DATA UNDER STUDY
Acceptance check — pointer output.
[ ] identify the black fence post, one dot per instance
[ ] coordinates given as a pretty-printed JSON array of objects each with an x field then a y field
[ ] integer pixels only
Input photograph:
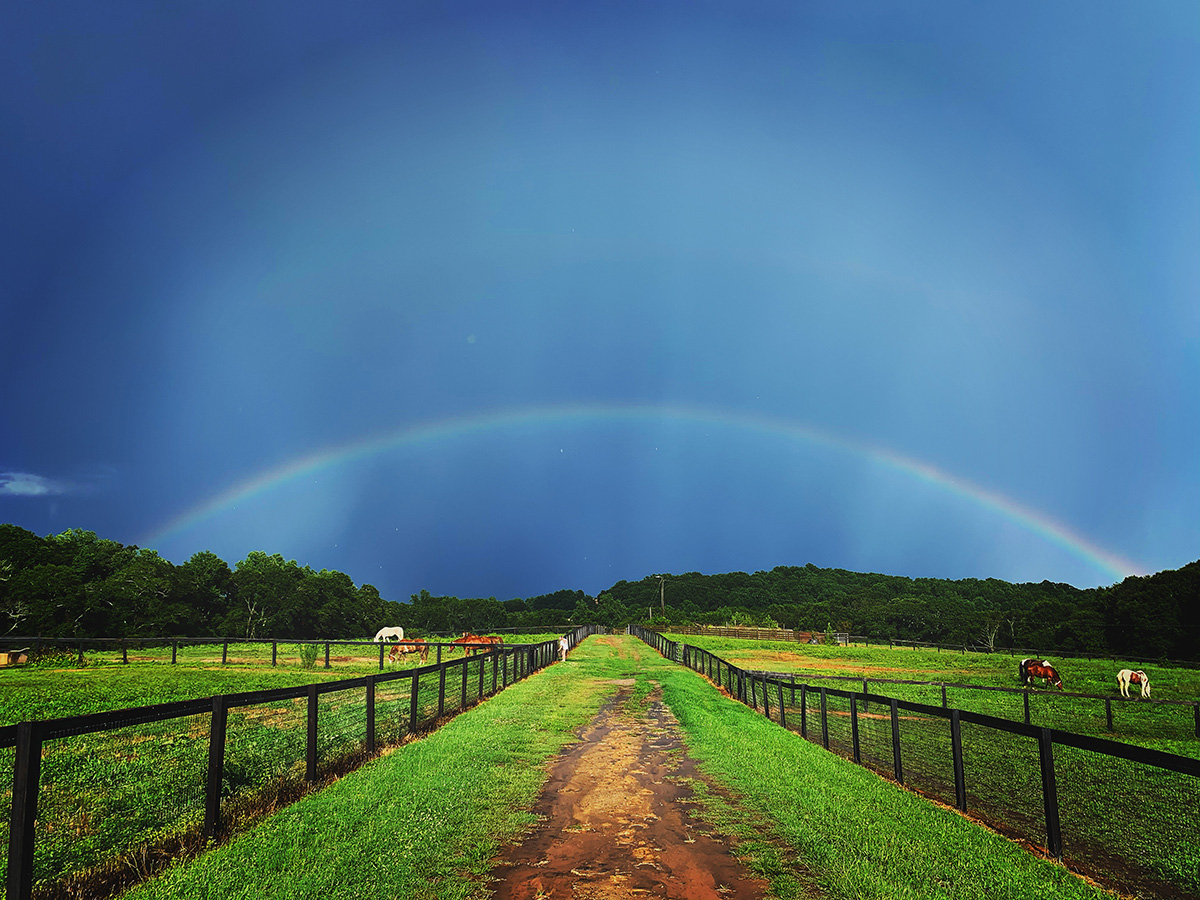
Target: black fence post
[
  {"x": 895, "y": 742},
  {"x": 960, "y": 784},
  {"x": 1050, "y": 795},
  {"x": 853, "y": 729},
  {"x": 25, "y": 783},
  {"x": 442, "y": 689},
  {"x": 371, "y": 714},
  {"x": 412, "y": 703},
  {"x": 216, "y": 768},
  {"x": 310, "y": 769},
  {"x": 825, "y": 720}
]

WHAT NEEDS TO BE DONE
Drop the pictures and give every line above again exactly.

TASK RESULT
Acceptance check — pointer output.
[ ] identify the black fence post, one dot per instance
[ ] coordinates given as a pretty-printed JSON array of objects each with an x field then a y field
[ ] integer pixels only
Input photograph:
Target: black fence post
[
  {"x": 895, "y": 742},
  {"x": 960, "y": 784},
  {"x": 1050, "y": 795},
  {"x": 853, "y": 729},
  {"x": 25, "y": 783},
  {"x": 442, "y": 689},
  {"x": 371, "y": 714},
  {"x": 412, "y": 703},
  {"x": 216, "y": 768},
  {"x": 310, "y": 769},
  {"x": 825, "y": 720}
]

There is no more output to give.